▸ Trecho

● ● ● ● ● ● ●

Nada mais justo que se homenageie a história de outros personagens que também participaram desse conflito e que mereciam ter seu nome e sua história lembrados com frequência e carinho pelos brasileiros: os chamados Três Heróis Brasileiros.

Contexto

No começo de 1945, o regime nazista de Adolf Hitler já se encontrava cercado pelas forças Aliadas. Depois do desembarque de tropas inglesas, americanas e canadenses na Normandia e da invasão dos soviéticos pelo Leste Europeu, a situação dos alemães já era desesperadora. Além disso, a perda da Itália, com a queda de Mussolini pela insatisfação do próprio povo italiano e a subsequente invasão Aliada através da Sicília, colocou-os na situação de terem que lutar pela própria sobrevivência.

● ● ● ● ● ● ●

▸ Itens listados
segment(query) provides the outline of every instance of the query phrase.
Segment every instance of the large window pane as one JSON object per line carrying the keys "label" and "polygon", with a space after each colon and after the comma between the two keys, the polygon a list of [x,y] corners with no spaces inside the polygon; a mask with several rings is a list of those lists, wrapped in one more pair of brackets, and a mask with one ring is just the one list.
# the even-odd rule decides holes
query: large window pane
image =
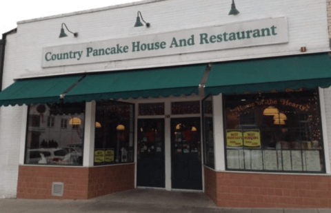
{"label": "large window pane", "polygon": [[205,99],[202,104],[203,109],[204,163],[205,165],[214,168],[212,97],[210,96]]}
{"label": "large window pane", "polygon": [[229,170],[325,172],[317,90],[224,97]]}
{"label": "large window pane", "polygon": [[25,163],[83,165],[85,103],[29,107]]}
{"label": "large window pane", "polygon": [[134,105],[97,103],[94,165],[133,162]]}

● ● ● ● ● ● ●

▸ Tarefa A
Indique se cada afirmação abaixo está de acordo com o trecho sobre os Três Heróis Brasileiros, respondendo sim ou não e citando literalmente as palavras do trecho que decidem a questão. (i) No começo de 1945, o regime nazista já estava cercado pelas forças Aliadas. (ii) A queda de Mussolini foi provocada pela invasão soviética. (iii) A invasão Aliada da Itália se deu através da Sicília.
▸ Tarefa B
Por favor, dê continuidade ao trecho sobre os Três Heróis Brasileiros a partir da última frase apresentada.
A listagem vem de outra fonte, sem relação com o trecho.

▸ Resposta A
(i) Sim: "No começo de 1945, o regime nazista de Adolf Hitler já se encontrava cercado pelas forças Aliadas."
(ii) Não: "a queda de Mussolini pela insatisfação do próprio povo italiano"
(iii) Sim: "a subsequente invasão Aliada através da Sicília"

▸ Resposta B
A Itália foi palco de algumas das batalhas mais ferozes de todo o conflito. À medida que os Aliados avançavam, os alemães se entrincheiravam em pequenas cidades montanhosas ao longo do centro e norte da península, na chamada Linha Gótica, a linha defensiva que ainda mantinha o controle do norte da Itália sob o jugo alemão. Construída com o trabalho forçado de dezenas de milhares de prisioneiros de guerra e minorias escravizadas pelos nazistas, como os judeus, a Linha consistia de milhares de casamatas, bunkers, postos de observação e artilharia destinados a impedir qualquer aproximação das forças aliadas.

Durante meses, tropas americanas e inglesas, com a ajuda de diversos outros países, entre eles o Brasil, tentaram romper, sem sucesso, essa barreira. Os alemães resistiam ferozmente, com duas divisões da Wehrmacht, além do Exército da Ligúria, as tropas italianas enviadas por Mussolini que, depois de seu resgate espetacular da prisão onde os Aliados o mantinham cativo, exercia o papel de fantoche do governo nazista na chamada “República Social Italiana”, a célebre República de Salò.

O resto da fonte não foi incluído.